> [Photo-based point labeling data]
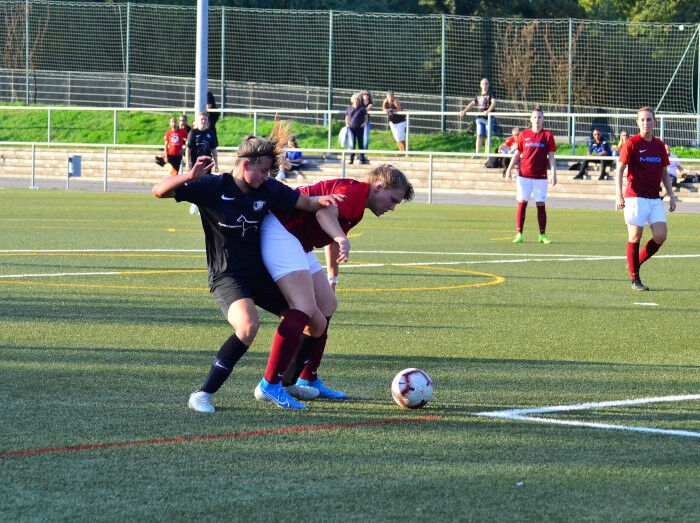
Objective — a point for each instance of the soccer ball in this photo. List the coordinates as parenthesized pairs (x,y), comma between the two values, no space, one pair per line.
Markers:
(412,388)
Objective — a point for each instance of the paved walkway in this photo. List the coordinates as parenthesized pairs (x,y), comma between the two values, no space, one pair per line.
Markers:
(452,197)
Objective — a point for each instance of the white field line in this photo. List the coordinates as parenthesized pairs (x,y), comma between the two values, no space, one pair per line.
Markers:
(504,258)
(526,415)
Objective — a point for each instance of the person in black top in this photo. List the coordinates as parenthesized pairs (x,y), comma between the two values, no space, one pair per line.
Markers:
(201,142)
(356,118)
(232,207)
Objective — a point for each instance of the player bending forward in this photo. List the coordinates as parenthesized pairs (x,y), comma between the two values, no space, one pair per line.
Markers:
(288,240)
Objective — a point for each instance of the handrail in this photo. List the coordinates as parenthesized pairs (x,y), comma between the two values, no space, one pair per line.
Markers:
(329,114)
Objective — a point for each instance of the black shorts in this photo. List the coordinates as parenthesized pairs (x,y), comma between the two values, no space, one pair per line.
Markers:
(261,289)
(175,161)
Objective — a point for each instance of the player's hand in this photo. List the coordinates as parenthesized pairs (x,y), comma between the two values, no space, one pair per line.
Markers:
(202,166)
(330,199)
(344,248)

> [Job]
Lay out all of the lines above as a numbered list, skipping any blank lines. Leave the pictures out of your answer.

> [Response to this exercise]
1. Objective — a point for each instance of the soccer ball in this photo. List the coordinates as parenthesized pairs (x,y), comma between the two values, no space, one pair per line.
2. Markers:
3. (412,388)
4. Objective — a point for each instance of the paved walkway in this photo. List the coordinates as parenthesized pairs (x,y), comma between the two values, no space, one pair per line.
5. Markers:
6. (452,197)
7. Objective — a point for each instance of the white field line in this photo. List the coordinates as parenthesized pairs (x,y), comma between the two values, no space, one pair per line.
8. Markers:
9. (504,258)
10. (526,415)
11. Objective — a point for each instance of the person in black top in this photo. List the coordinates as parenthesized pairs (x,y), comma between the two values, no space, one pair per line.
12. Markers:
13. (201,142)
14. (356,118)
15. (232,207)
16. Objective — a point for each instance of the player bending forward in this photo. List the coordinates as parenthesized pairs (x,y), comma between the two values, no space, one pair per line.
17. Markers:
18. (288,240)
19. Objective — a point for each instance of the handrail in this photo. List the coordinates as parenthesized pairs (x,y), comma between the two values, no space, one pair per line.
20. Markers:
21. (329,114)
22. Objective — a point for each instance of the black shorts in this photo. List the coordinates as parenthesized pairs (x,y), comma between the two values, no space, one pair per line.
23. Markers:
24. (261,289)
25. (175,161)
26. Objective — a point for each instance of the player's hand in this photo. List the coordinates as parenthesized pairs (x,y), comma between the two values, no space, one pair per line.
27. Markers:
28. (202,166)
29. (330,199)
30. (344,248)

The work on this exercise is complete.